» **Task requirements**
Reproduce exactly the lines from the one containing "green background and give integer pixel coordinates." through the end of the entries, including both. Drop the pictures.

─── Dataset ───

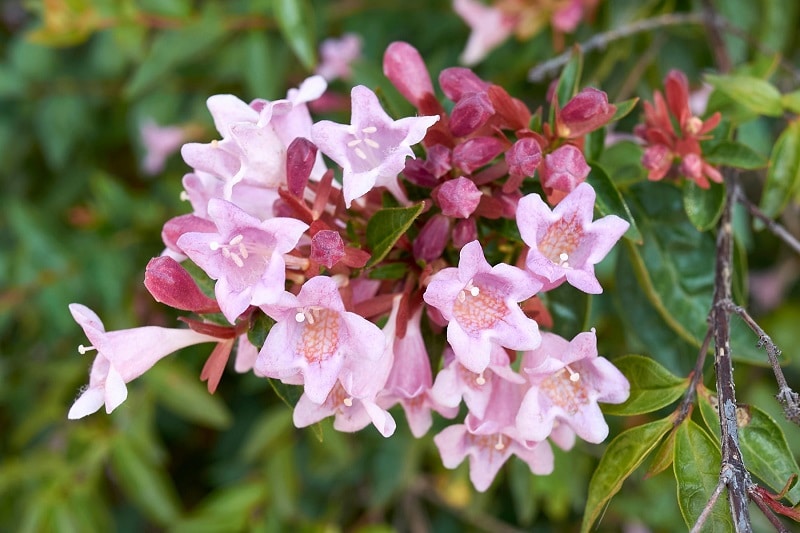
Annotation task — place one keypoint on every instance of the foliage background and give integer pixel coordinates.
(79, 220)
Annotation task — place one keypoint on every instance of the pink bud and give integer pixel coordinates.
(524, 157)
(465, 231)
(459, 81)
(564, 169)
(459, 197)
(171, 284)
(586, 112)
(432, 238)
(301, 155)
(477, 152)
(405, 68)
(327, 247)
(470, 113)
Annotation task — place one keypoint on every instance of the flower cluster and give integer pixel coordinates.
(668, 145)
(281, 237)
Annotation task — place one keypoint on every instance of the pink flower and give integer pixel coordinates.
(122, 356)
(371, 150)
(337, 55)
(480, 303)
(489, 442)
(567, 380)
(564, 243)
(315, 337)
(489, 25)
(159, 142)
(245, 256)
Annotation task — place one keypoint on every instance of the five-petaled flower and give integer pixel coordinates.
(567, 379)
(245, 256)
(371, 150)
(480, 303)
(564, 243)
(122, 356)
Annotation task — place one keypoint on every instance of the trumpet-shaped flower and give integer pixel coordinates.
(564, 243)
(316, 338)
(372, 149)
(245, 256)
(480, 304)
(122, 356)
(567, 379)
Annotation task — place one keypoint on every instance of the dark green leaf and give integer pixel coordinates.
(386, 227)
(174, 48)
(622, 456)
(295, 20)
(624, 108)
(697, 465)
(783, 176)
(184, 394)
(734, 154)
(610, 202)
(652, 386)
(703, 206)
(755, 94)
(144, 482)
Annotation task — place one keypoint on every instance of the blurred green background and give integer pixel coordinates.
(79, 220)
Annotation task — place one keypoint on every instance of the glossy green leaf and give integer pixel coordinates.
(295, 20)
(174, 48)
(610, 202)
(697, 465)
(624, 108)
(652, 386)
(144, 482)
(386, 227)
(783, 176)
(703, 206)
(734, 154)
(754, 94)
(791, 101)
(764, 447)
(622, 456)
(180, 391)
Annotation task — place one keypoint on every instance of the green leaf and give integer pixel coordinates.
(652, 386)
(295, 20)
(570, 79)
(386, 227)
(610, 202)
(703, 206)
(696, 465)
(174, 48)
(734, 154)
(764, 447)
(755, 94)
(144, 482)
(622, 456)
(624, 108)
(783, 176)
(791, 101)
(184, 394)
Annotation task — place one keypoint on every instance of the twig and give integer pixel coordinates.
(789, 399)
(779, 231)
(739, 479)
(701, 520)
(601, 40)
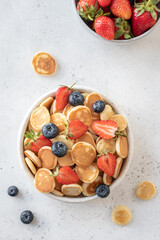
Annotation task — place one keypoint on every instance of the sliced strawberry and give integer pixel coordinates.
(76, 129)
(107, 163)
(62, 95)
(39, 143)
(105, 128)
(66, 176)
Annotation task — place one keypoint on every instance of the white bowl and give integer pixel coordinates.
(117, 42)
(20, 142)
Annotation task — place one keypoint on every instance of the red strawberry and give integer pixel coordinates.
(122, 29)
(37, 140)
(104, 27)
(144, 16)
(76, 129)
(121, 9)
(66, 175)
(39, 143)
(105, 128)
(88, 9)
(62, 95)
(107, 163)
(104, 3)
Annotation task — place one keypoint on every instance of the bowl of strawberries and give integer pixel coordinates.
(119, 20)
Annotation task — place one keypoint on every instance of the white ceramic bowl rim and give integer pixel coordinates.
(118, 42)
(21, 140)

───

» **Written reply**
Annotation task — place one keypoint on every instance of the blurred green background and give integer pixel coordinates.
(79, 220)
Annotation task — place one keypoint on every instance of the glossy green leaf and give integer pixel coordinates.
(295, 20)
(174, 48)
(610, 202)
(697, 465)
(624, 108)
(652, 386)
(144, 482)
(386, 227)
(783, 176)
(703, 206)
(734, 154)
(754, 94)
(791, 101)
(764, 447)
(622, 456)
(180, 391)
Annotation task — place one keypoint on every instance of the green leaf and give integer pixel coordinates.
(652, 386)
(295, 20)
(570, 79)
(386, 227)
(610, 202)
(703, 206)
(696, 465)
(174, 48)
(734, 154)
(764, 447)
(755, 94)
(144, 482)
(622, 456)
(624, 108)
(783, 176)
(791, 101)
(184, 394)
Annotation task — place one keypoint on every instance of the twig and give integer pixel coordinates.
(789, 399)
(779, 231)
(739, 479)
(701, 520)
(601, 40)
Annotation task — place one keypoint on every instance of the sliced strawberry and give integer pixel coordinates.
(76, 129)
(107, 163)
(62, 95)
(39, 143)
(105, 128)
(66, 176)
Annotation task — place one keypoint on every instance of the white bowl and give integer pixel coordinates.
(117, 42)
(20, 142)
Annotation task — place one keypoint on every instance of the red strawberry and give integer pixel coordinates.
(122, 29)
(37, 140)
(104, 27)
(144, 16)
(76, 129)
(121, 9)
(66, 175)
(39, 143)
(105, 128)
(88, 9)
(62, 95)
(107, 163)
(104, 3)
Annotation task — place one keypoint on every instance of the bowl of strawberries and give integer pixel coordinates.
(119, 20)
Annotation task — place one keypoint on every instance of the white ceramic bowl rim and give integer pixel coordinates.
(118, 42)
(21, 140)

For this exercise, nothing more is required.